Instruction:
Please set down the rows again unchanged, from the line with "point: corrugated metal" up to and including the last line of the rows.

Data records:
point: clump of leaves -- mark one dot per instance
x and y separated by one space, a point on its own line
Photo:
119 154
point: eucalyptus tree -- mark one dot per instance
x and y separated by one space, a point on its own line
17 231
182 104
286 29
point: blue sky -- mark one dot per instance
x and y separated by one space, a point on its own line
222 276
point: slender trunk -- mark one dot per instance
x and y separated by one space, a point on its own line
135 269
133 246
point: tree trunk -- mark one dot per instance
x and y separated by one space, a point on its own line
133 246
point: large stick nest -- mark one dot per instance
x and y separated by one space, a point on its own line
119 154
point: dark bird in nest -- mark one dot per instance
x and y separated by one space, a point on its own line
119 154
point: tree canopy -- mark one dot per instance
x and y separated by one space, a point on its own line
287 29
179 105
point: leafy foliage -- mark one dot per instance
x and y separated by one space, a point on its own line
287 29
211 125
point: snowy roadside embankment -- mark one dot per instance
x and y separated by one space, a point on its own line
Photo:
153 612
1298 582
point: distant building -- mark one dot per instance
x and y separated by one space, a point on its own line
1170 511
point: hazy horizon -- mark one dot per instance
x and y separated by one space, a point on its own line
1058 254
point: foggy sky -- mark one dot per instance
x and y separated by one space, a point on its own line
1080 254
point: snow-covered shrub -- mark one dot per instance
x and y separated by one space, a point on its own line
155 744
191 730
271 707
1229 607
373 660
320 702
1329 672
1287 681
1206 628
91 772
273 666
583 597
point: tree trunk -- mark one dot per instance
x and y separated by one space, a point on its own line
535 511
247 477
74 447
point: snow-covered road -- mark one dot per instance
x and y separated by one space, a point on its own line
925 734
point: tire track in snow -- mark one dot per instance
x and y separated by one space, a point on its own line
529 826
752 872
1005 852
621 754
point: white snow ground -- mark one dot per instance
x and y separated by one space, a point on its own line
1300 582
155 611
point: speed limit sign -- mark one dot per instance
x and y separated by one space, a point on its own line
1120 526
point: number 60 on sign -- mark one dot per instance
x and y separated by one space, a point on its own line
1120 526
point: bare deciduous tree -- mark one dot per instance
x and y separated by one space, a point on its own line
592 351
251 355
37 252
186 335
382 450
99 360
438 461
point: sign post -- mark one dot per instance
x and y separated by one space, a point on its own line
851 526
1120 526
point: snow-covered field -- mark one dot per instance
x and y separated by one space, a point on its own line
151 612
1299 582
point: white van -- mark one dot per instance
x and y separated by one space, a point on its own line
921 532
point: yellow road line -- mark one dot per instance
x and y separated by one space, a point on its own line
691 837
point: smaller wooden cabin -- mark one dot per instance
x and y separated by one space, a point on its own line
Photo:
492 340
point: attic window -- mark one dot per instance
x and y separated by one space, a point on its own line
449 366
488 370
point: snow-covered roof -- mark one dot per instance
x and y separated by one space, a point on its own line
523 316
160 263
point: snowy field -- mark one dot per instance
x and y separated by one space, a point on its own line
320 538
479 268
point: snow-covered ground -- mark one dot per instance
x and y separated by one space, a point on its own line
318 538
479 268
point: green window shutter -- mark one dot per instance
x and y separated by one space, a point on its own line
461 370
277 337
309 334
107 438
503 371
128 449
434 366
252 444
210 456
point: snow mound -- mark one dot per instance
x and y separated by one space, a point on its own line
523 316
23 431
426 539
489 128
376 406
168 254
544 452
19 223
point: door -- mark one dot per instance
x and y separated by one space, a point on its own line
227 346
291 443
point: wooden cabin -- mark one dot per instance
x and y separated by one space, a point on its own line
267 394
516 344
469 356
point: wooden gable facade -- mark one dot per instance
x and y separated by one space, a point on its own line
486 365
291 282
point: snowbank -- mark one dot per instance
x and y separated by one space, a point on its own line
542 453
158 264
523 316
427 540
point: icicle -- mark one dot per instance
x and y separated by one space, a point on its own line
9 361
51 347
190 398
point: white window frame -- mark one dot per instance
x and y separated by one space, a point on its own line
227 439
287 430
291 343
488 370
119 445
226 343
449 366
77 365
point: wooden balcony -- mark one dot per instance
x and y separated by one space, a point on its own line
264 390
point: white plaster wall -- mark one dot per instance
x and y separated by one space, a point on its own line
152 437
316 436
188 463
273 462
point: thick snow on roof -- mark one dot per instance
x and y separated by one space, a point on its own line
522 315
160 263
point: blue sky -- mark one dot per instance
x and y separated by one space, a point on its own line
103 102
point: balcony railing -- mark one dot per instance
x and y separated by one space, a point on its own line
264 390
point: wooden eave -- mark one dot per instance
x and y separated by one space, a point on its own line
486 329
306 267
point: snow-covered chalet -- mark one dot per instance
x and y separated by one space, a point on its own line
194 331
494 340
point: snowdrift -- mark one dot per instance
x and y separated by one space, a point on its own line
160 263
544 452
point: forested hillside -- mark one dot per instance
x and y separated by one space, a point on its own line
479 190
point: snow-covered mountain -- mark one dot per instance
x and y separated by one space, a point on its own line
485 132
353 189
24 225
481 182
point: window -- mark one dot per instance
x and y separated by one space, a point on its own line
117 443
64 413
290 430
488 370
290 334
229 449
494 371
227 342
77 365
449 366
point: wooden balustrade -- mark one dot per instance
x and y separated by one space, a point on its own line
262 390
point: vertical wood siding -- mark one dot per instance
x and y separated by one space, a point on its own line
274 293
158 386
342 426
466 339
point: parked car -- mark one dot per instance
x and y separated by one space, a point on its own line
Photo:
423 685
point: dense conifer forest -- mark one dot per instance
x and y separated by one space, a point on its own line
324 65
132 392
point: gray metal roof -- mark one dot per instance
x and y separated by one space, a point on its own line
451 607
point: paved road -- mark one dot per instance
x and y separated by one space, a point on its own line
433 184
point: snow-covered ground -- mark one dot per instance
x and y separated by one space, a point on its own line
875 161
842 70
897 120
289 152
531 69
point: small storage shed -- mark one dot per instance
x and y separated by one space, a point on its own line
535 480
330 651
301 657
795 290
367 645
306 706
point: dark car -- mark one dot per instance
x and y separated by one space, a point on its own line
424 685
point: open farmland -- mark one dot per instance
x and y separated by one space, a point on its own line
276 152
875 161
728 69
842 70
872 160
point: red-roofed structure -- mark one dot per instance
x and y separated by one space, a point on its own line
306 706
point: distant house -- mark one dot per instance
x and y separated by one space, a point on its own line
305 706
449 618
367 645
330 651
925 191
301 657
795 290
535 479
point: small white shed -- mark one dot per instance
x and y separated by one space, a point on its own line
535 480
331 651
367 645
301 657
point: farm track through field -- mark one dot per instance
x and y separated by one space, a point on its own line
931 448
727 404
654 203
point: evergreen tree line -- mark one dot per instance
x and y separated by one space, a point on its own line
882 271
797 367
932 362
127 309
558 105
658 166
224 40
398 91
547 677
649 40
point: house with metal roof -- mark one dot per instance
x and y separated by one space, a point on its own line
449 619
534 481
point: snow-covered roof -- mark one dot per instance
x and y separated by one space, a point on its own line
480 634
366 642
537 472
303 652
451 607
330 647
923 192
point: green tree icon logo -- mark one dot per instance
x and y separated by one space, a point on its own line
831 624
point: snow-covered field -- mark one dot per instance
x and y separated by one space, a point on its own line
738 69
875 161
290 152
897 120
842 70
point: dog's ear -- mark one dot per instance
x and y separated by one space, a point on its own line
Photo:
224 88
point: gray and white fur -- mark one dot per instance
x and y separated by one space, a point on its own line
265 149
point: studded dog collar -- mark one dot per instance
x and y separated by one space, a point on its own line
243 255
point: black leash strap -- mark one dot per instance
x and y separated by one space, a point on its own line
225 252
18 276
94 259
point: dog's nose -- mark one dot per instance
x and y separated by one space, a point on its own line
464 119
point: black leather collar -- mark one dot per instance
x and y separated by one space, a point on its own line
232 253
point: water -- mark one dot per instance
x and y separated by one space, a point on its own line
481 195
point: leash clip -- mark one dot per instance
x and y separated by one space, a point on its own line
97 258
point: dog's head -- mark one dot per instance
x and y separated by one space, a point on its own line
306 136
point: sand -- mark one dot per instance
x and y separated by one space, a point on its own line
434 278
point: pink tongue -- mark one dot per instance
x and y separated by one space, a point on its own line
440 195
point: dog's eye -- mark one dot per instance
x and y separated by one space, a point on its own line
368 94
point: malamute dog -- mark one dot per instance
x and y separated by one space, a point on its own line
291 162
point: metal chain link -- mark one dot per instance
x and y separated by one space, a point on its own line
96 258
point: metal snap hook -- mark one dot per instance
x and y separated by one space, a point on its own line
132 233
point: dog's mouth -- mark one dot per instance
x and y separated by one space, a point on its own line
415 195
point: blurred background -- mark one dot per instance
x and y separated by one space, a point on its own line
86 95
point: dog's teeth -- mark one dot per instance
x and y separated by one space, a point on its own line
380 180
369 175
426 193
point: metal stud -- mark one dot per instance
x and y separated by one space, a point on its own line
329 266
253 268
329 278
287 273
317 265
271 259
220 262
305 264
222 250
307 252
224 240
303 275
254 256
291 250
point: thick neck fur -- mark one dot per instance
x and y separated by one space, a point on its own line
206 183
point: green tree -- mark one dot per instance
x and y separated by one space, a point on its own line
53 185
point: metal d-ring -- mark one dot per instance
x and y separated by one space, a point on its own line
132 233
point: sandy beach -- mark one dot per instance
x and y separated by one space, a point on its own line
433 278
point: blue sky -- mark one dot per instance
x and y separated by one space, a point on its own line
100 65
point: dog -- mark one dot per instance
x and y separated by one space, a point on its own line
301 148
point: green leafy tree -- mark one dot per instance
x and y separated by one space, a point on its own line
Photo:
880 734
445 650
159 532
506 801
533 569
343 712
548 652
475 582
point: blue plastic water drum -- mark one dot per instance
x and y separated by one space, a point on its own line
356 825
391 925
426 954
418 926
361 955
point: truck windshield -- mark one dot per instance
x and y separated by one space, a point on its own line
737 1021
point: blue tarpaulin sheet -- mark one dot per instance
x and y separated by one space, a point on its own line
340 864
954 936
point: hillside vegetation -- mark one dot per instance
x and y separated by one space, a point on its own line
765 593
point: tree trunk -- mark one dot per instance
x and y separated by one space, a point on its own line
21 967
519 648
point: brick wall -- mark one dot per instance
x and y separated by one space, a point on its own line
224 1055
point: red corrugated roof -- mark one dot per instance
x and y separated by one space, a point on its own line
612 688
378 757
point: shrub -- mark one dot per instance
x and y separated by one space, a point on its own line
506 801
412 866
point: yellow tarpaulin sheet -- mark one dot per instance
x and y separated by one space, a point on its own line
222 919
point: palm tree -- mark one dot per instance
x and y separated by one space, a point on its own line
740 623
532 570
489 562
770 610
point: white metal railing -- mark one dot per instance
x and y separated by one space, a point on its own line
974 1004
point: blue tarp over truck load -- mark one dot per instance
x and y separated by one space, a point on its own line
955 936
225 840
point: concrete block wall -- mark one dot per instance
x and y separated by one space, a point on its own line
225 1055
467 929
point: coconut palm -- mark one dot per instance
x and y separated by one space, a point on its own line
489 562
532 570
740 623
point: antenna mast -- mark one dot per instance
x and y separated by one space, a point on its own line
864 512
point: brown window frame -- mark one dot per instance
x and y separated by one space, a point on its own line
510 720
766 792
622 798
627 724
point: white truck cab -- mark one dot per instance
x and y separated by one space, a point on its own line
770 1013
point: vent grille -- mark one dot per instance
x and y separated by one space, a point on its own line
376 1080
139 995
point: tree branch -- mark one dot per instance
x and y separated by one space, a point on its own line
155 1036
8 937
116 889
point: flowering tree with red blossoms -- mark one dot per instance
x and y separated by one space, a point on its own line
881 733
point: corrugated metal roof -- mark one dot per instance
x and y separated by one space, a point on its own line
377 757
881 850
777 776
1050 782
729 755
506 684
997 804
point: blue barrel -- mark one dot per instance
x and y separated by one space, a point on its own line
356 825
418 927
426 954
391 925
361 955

Problem solution:
point: corrugated metal roof -- mark one dot per instance
x and y separated by one space, a point on its own line
377 757
881 850
777 776
1050 782
729 755
506 684
997 804
point: blue barrel -- mark one dot per instance
x and y separated by one space, a point on its own line
356 825
418 927
426 954
391 925
361 955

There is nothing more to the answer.